SUPPLIED ENTRIES START
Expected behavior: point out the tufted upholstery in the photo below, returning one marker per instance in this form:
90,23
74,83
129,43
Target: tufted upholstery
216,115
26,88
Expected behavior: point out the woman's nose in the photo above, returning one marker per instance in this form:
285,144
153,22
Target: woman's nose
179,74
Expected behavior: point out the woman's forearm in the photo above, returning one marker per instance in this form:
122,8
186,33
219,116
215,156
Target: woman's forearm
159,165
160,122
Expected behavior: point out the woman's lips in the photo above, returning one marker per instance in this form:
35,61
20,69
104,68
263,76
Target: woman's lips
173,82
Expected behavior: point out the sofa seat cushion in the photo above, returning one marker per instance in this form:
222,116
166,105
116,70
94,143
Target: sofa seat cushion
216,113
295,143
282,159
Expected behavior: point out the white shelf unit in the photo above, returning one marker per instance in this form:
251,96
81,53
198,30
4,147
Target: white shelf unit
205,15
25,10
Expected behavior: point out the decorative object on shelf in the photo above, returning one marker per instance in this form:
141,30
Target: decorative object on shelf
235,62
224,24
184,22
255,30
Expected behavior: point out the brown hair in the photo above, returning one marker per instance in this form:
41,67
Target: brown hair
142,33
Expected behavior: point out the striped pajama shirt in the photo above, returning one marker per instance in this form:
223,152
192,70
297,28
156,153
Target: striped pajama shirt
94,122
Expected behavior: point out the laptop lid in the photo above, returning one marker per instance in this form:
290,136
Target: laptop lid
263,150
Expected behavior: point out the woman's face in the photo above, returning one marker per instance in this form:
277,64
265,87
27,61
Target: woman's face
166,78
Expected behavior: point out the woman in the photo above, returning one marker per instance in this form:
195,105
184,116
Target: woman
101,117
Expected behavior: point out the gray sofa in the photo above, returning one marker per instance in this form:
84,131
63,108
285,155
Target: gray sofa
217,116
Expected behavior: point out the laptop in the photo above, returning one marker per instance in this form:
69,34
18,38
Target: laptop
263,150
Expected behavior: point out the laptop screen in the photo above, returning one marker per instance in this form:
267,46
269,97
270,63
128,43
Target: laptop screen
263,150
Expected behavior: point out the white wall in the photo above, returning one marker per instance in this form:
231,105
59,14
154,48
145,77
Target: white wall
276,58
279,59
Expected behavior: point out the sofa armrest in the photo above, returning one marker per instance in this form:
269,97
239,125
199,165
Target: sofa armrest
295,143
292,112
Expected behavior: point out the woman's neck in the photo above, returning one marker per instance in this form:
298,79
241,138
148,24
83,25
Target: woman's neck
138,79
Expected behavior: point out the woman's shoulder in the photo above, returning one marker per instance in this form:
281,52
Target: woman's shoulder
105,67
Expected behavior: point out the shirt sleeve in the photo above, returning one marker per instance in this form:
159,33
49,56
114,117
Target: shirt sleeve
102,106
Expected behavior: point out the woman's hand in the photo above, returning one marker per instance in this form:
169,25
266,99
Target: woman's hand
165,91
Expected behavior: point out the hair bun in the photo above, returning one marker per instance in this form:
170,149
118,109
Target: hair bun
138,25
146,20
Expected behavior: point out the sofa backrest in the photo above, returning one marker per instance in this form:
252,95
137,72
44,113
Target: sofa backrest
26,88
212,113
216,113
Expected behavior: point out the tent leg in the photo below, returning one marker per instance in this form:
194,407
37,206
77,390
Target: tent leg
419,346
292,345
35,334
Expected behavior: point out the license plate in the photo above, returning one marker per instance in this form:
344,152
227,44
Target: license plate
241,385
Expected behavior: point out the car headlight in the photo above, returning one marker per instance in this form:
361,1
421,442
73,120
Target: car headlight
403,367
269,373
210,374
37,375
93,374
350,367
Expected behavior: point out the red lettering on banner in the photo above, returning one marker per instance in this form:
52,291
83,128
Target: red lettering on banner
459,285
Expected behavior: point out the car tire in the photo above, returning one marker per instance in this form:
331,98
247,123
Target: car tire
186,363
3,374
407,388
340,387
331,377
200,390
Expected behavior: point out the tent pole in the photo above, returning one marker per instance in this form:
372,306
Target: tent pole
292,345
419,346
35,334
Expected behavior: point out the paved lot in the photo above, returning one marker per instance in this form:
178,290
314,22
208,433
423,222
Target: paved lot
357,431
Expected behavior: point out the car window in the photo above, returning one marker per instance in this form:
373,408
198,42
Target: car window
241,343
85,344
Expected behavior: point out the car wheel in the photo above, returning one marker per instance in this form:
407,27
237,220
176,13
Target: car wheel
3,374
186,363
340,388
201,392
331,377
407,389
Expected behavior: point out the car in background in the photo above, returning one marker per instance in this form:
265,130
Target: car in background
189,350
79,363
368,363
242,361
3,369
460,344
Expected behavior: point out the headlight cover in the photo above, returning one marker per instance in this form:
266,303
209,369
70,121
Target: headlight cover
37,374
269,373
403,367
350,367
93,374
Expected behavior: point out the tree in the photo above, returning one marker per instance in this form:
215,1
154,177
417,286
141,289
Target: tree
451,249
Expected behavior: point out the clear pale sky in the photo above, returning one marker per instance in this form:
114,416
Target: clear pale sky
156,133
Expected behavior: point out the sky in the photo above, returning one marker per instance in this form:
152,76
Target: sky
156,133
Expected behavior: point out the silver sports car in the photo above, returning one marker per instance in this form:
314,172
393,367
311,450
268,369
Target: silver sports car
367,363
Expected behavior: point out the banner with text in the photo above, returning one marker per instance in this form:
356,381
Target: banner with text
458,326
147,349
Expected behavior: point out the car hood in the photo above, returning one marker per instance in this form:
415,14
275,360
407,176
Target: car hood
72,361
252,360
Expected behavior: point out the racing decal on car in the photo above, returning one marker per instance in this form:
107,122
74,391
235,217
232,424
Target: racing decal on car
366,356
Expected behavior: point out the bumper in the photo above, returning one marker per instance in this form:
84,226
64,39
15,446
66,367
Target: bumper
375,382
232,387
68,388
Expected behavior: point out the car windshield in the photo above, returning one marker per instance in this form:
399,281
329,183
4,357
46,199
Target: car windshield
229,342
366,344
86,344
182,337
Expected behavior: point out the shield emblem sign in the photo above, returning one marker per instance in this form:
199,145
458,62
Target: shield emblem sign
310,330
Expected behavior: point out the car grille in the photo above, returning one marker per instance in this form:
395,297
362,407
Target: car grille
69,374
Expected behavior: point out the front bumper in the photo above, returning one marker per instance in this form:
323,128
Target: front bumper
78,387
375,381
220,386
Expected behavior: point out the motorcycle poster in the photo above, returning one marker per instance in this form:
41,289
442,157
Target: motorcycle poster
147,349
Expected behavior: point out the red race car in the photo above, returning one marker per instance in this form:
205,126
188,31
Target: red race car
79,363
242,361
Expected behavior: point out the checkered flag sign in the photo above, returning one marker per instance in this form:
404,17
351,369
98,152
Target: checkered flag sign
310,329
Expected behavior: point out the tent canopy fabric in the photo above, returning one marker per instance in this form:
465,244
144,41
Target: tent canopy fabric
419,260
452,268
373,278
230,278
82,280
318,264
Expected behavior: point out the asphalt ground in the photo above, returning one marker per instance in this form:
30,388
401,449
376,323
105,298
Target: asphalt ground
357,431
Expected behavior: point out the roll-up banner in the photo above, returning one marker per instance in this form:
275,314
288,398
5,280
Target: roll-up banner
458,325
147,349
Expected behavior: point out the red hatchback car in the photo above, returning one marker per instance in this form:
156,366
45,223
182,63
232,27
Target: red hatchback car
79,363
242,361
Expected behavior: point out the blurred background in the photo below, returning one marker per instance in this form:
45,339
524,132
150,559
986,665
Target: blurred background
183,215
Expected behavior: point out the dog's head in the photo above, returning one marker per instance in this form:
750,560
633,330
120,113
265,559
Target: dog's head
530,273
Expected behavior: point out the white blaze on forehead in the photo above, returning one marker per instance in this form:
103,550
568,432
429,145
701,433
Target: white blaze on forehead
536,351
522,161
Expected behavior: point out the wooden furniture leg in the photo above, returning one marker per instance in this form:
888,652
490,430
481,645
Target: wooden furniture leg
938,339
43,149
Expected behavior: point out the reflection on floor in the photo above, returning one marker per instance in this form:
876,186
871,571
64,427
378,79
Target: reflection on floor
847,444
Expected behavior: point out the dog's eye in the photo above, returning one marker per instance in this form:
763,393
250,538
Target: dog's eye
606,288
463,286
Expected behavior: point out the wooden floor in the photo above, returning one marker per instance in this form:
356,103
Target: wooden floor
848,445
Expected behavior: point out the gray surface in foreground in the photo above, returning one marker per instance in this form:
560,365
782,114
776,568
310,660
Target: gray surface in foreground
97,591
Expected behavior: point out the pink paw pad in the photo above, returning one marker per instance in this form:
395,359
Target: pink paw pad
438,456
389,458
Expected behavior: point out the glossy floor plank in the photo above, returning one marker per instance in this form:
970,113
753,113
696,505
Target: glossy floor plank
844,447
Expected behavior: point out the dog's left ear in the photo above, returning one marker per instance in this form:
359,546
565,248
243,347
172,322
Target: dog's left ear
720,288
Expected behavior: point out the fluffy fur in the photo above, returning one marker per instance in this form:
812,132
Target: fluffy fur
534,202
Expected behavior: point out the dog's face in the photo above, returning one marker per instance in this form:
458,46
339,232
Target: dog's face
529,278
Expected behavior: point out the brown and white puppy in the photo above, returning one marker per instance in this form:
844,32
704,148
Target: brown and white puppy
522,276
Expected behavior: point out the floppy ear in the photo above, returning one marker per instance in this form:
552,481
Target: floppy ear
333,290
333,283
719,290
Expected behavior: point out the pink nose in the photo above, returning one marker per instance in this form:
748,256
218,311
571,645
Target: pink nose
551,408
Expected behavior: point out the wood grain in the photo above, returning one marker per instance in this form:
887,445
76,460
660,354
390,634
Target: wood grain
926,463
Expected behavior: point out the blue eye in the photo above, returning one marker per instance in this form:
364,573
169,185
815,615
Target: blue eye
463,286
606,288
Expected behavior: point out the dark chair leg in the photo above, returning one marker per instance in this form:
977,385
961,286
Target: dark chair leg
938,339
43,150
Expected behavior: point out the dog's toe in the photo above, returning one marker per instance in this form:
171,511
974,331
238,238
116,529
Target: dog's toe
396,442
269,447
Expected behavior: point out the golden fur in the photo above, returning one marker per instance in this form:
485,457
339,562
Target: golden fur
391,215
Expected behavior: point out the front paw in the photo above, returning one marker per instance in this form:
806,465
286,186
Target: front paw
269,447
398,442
SUPPLIED ENTRIES END
▶ **EXERCISE**: How many lines of the entries above contain the word "below"? Give the number alone.

▶ **PROBLEM SOLUTION**: 3